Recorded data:
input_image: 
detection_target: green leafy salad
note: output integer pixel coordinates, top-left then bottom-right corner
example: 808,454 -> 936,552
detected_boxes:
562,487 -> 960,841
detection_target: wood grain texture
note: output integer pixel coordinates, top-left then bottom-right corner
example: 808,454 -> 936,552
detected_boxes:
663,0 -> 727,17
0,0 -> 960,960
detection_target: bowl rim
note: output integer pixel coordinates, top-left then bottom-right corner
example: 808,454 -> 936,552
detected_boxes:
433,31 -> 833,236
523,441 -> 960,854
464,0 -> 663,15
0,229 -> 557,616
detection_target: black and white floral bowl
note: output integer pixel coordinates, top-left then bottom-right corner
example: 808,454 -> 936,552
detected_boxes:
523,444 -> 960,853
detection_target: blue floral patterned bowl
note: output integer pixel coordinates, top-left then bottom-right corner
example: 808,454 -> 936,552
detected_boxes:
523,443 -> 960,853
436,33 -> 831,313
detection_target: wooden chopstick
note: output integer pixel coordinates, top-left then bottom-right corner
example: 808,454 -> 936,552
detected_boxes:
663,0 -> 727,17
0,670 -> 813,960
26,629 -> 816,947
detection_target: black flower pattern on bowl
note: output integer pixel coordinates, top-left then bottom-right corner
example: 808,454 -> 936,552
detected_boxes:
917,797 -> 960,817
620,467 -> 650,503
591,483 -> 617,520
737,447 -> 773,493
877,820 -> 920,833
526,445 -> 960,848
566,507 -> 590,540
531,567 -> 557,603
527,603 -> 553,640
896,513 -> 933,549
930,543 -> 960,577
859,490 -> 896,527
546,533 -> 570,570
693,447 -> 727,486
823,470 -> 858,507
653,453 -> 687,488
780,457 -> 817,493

THE TASK ▸ Reproduce all of the entries above line for line, with no changes.

ANSWER FOR THE TASK ▸
input_image: 
detection_target: green leafy salad
note: output integer pixel coordinates, top-left then bottom-right corner
example: 808,454 -> 936,552
detected_boxes:
562,487 -> 960,841
detection_target: wood grain texture
note: output integer pixel coordinates, top-left then bottom-right corner
example: 808,454 -> 936,552
detected_boxes:
663,0 -> 727,17
0,0 -> 960,960
detection_target: bowl rim
note: output integer pixel coordinates, top-left then bottom-right corner
example: 808,454 -> 936,552
detected_boxes:
433,31 -> 833,236
523,441 -> 960,854
464,0 -> 663,15
0,229 -> 557,616
detection_target: black and white floral bowl
note: output integer pixel coordinates, top-left then bottom-right corner
example: 808,454 -> 936,552
detected_boxes:
523,444 -> 960,853
detection_target: blue floral patterned bowl
note: output integer pixel coordinates, top-left then bottom-right corner
example: 808,454 -> 936,552
detected_boxes:
523,443 -> 960,853
436,33 -> 831,313
detection_target: wooden chopstick
note: output integer pixel coordinates, top-left then bottom-right corner
example: 808,454 -> 936,552
detected_boxes:
663,0 -> 727,17
0,670 -> 813,960
26,629 -> 816,947
detection_target: black flower pattern on bowl
note: output integer pixel coordinates, top-left then bottom-right corner
example: 808,454 -> 936,552
detected_boxes:
917,797 -> 960,817
620,467 -> 650,503
591,483 -> 617,520
737,447 -> 773,493
877,820 -> 920,833
526,445 -> 960,848
566,507 -> 590,540
531,567 -> 557,603
527,603 -> 553,640
896,513 -> 933,549
930,543 -> 960,577
859,490 -> 896,527
546,533 -> 570,570
693,447 -> 727,486
823,470 -> 858,507
653,453 -> 687,488
780,457 -> 817,493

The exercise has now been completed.